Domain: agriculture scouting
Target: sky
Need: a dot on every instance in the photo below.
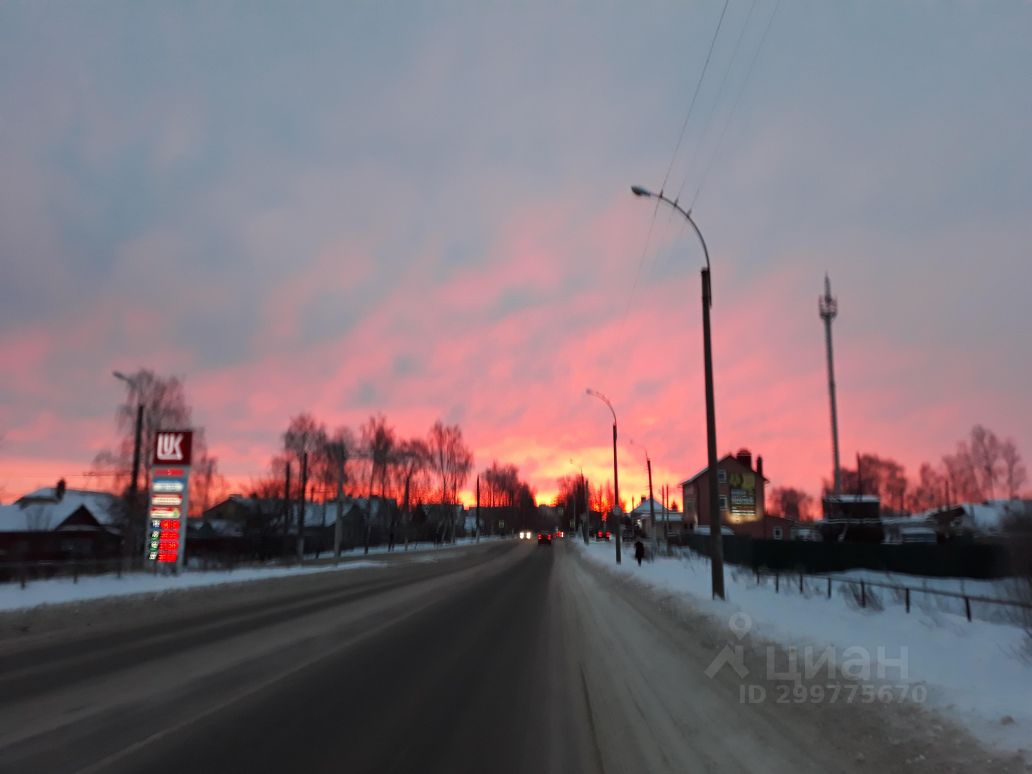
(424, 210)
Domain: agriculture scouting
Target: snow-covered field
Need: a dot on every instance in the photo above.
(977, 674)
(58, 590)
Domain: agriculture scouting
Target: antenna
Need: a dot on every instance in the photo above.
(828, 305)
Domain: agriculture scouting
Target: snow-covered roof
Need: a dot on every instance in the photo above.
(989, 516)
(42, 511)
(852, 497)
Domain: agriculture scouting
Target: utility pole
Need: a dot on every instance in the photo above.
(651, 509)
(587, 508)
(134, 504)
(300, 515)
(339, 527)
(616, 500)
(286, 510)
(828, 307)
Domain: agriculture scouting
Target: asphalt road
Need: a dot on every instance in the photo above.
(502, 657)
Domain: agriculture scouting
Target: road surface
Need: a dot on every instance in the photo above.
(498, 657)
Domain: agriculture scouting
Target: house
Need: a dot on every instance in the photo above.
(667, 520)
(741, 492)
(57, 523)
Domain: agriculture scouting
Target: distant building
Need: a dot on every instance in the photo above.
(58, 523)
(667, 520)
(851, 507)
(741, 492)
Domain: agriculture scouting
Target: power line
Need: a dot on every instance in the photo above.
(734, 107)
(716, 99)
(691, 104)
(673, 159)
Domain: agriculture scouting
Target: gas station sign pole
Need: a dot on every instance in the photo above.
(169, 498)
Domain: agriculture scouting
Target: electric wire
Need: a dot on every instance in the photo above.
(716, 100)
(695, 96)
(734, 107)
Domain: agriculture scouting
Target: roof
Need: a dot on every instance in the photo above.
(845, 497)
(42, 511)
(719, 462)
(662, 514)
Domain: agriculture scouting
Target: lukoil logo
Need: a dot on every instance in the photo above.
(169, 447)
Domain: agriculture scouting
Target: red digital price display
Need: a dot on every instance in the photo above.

—————

Exclude the images, then output the data above word for word.

## [Output below]
Domain: agriculture scouting
Target: sky
Need: a dot on every instance in the photo below.
(424, 210)
Domain: agriculture scouting
Target: snow-covered field
Need: a dot on every instance in the photo above.
(977, 674)
(58, 590)
Domain: agriculture scouting
Target: antenna
Need: a dot on every instance in the photo above.
(828, 305)
Domain: agriculture scouting
Target: snow-covered roof
Need: a dot on every instance in the photo above.
(989, 516)
(42, 511)
(852, 497)
Domain: agriculture scouting
Target: utility pole
Need: a dot on every instance in the photo above.
(651, 509)
(587, 508)
(134, 504)
(300, 515)
(339, 527)
(616, 500)
(286, 510)
(828, 307)
Domain: agriculture scouting
Target: asphalt road
Need: a dot on every instance in the photo above.
(502, 657)
Domain: agriculture scouting
Target: road surface
Need: a dot on every instance in the photo above.
(498, 657)
Domain: agriculture scouting
Target: house
Need: a dot on every instance in the photo above.
(667, 520)
(741, 492)
(57, 523)
Domain: agriculture scouting
Target: distant building
Need: a dot on every instance in the photo above.
(58, 523)
(667, 520)
(851, 507)
(741, 492)
Domain: agriculture scouting
Target: power line
Need: a dot on every instance in the photo above.
(734, 107)
(716, 99)
(691, 104)
(673, 159)
Domain: agriculture scouting
Target: gas station sign pole
Need: a dot on every instance in the photo above.
(169, 498)
Domain: agriculture scouting
Target: electric wire
Need: a dot on every instance in the photo above.
(716, 100)
(695, 96)
(734, 107)
Domain: agriculture scouting
Target: roof
Need: a dot on every instance in the photo above.
(845, 497)
(42, 511)
(719, 462)
(662, 514)
Domain: agriculture scouting
Target: lukoil logo
Need: a dot on every instance in the photo above.
(169, 447)
Domain: agriculture scouting
Target: red digital price display
Need: a dot on every instance in the photo above.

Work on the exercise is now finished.